(Source data)
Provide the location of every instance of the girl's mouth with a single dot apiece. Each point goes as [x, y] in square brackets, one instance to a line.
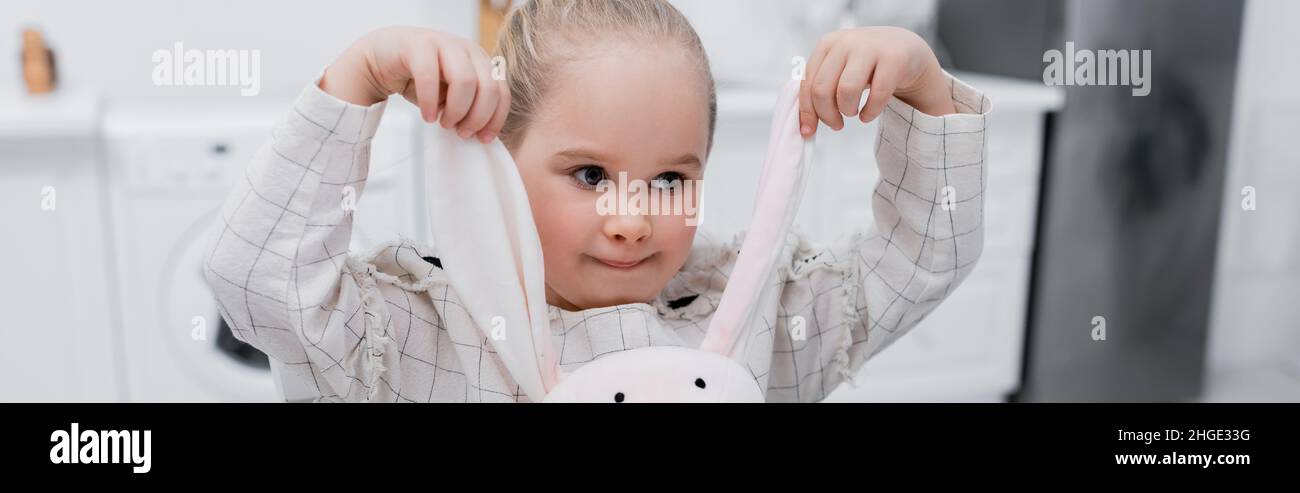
[620, 264]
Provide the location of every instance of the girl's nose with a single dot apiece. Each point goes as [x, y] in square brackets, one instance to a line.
[627, 228]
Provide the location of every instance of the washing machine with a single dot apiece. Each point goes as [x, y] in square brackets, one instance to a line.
[169, 173]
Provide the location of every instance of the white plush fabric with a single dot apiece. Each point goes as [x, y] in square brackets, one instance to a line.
[391, 325]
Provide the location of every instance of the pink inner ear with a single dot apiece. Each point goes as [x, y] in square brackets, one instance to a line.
[779, 191]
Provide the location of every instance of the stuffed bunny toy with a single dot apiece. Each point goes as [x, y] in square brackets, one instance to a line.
[479, 194]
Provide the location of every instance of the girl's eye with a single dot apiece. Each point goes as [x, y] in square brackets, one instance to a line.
[589, 176]
[668, 181]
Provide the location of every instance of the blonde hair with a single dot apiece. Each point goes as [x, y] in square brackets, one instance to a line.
[531, 52]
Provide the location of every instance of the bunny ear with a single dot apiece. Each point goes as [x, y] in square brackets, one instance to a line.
[482, 229]
[780, 187]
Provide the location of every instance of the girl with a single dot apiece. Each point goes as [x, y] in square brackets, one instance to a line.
[388, 327]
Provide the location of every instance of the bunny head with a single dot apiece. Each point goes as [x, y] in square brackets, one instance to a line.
[494, 260]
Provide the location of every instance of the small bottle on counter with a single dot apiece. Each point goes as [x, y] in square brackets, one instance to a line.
[38, 63]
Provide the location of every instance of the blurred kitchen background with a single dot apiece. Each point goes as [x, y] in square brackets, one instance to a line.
[1101, 207]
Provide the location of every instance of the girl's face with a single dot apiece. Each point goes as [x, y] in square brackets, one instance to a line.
[642, 111]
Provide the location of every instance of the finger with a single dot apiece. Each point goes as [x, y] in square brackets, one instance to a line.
[883, 83]
[423, 66]
[498, 119]
[807, 113]
[853, 81]
[462, 83]
[826, 86]
[485, 95]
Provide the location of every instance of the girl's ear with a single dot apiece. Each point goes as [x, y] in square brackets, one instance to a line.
[481, 225]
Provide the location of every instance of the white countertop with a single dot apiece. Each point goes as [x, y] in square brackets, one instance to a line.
[1008, 94]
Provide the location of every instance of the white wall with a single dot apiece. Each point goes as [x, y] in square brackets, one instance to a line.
[1256, 312]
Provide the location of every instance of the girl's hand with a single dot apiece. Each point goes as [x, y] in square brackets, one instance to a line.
[891, 61]
[441, 73]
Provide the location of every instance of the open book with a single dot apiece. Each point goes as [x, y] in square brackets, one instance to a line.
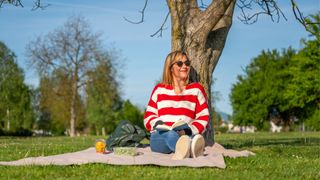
[178, 125]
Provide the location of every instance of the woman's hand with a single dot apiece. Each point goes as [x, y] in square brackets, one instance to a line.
[181, 132]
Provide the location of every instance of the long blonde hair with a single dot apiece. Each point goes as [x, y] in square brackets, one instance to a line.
[170, 60]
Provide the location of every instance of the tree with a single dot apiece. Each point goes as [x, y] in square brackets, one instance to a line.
[15, 104]
[201, 31]
[131, 113]
[72, 49]
[262, 89]
[303, 92]
[55, 104]
[286, 86]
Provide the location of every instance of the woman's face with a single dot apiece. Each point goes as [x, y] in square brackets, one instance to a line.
[180, 69]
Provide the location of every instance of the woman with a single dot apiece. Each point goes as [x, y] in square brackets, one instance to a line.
[176, 99]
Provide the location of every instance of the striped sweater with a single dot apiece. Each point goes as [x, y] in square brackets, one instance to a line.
[190, 105]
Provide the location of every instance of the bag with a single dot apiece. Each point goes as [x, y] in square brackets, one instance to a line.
[125, 135]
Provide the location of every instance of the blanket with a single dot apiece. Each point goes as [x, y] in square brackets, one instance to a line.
[213, 157]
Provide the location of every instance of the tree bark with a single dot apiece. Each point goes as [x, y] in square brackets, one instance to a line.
[202, 35]
[73, 104]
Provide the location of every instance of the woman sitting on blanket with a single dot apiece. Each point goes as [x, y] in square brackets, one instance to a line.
[175, 99]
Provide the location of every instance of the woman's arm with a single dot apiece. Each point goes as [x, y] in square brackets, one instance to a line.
[199, 124]
[151, 115]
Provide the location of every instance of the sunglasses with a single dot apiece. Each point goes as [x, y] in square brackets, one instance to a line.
[180, 63]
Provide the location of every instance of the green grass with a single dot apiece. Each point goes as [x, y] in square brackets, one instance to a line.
[278, 156]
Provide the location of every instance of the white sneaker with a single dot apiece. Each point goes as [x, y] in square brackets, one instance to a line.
[197, 146]
[182, 148]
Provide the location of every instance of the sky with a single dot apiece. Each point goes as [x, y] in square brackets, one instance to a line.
[142, 57]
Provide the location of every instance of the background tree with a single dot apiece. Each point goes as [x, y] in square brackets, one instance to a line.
[303, 92]
[103, 97]
[286, 84]
[15, 104]
[262, 89]
[72, 49]
[131, 113]
[55, 104]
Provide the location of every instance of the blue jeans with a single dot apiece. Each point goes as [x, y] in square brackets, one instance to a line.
[164, 141]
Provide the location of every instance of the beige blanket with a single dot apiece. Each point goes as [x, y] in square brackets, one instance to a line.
[213, 157]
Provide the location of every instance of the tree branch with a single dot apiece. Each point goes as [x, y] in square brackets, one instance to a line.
[142, 15]
[160, 30]
[268, 7]
[36, 4]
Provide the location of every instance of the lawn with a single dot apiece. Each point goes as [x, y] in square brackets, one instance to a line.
[278, 156]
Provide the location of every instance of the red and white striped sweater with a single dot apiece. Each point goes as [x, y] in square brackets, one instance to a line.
[190, 105]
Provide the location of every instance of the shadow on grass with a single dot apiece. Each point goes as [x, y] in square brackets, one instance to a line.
[231, 144]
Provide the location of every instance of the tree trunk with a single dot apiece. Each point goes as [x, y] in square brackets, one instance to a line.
[202, 35]
[73, 105]
[8, 119]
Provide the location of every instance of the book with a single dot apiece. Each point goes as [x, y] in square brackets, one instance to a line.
[177, 126]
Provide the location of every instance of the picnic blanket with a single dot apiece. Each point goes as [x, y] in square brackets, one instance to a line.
[213, 157]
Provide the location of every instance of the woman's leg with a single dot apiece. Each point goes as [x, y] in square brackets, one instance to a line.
[163, 142]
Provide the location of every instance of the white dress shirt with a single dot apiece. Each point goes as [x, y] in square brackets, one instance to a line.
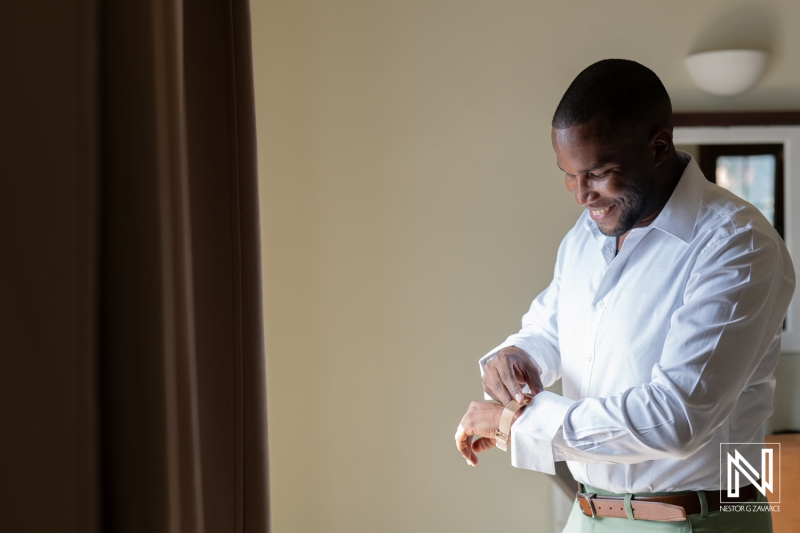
[664, 351]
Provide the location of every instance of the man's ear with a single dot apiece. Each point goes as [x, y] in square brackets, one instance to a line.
[661, 144]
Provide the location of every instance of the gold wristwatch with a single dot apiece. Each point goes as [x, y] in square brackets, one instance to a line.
[504, 431]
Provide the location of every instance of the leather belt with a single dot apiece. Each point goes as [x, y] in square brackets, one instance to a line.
[670, 508]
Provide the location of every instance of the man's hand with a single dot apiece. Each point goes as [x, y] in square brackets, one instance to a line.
[506, 371]
[482, 419]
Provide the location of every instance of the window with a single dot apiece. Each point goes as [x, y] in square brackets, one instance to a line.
[751, 171]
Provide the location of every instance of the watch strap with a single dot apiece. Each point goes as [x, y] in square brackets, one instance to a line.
[503, 433]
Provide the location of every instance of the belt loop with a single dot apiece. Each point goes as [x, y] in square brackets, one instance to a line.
[628, 507]
[701, 494]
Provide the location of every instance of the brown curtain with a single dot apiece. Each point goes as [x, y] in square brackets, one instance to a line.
[132, 380]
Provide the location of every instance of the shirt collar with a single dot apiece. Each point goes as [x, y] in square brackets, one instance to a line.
[679, 215]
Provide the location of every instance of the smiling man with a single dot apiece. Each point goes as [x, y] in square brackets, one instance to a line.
[663, 321]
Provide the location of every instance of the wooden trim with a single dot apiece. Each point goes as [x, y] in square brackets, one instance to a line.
[748, 118]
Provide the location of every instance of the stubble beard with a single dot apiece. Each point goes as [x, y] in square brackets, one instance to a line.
[635, 203]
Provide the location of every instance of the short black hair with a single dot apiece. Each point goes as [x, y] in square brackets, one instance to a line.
[623, 92]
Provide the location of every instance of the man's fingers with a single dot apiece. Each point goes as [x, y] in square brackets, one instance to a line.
[482, 444]
[501, 384]
[464, 445]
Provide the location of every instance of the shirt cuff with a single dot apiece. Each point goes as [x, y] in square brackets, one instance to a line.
[533, 432]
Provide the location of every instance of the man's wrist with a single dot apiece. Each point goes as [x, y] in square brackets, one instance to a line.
[510, 413]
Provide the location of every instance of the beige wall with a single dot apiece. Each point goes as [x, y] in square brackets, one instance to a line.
[411, 210]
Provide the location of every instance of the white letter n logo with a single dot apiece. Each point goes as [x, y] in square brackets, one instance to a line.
[738, 464]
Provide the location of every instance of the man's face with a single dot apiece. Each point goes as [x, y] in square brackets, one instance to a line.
[610, 174]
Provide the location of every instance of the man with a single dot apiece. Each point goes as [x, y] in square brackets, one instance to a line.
[663, 321]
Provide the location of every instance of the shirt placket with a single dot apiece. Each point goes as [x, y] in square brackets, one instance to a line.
[601, 301]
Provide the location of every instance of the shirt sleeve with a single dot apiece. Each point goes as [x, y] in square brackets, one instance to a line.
[538, 336]
[731, 316]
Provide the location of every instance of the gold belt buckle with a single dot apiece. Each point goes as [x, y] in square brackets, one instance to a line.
[588, 497]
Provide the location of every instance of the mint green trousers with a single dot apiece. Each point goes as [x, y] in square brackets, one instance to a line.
[744, 521]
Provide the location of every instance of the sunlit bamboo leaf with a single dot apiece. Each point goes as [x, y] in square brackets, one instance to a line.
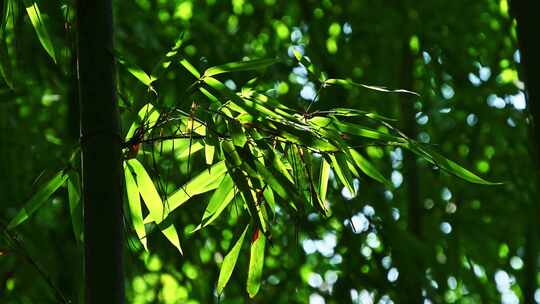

> Task objective: Repeat verbatim the part of the items that begins with the line containing "Provide the location of every instance of the white countertop" and ends with the line containing "[1256, 312]", including both of those lines.

> Answer for the task:
Provide the location of every instance of the white countertop with a single dot apiece. Each point goes as [x, y] in square brackets, one instance to a line.
[1008, 94]
Provide the location of every instance of the white wall with a single dot apiece. Each point goes as [x, y] in square brackets, one instance to a line.
[1256, 312]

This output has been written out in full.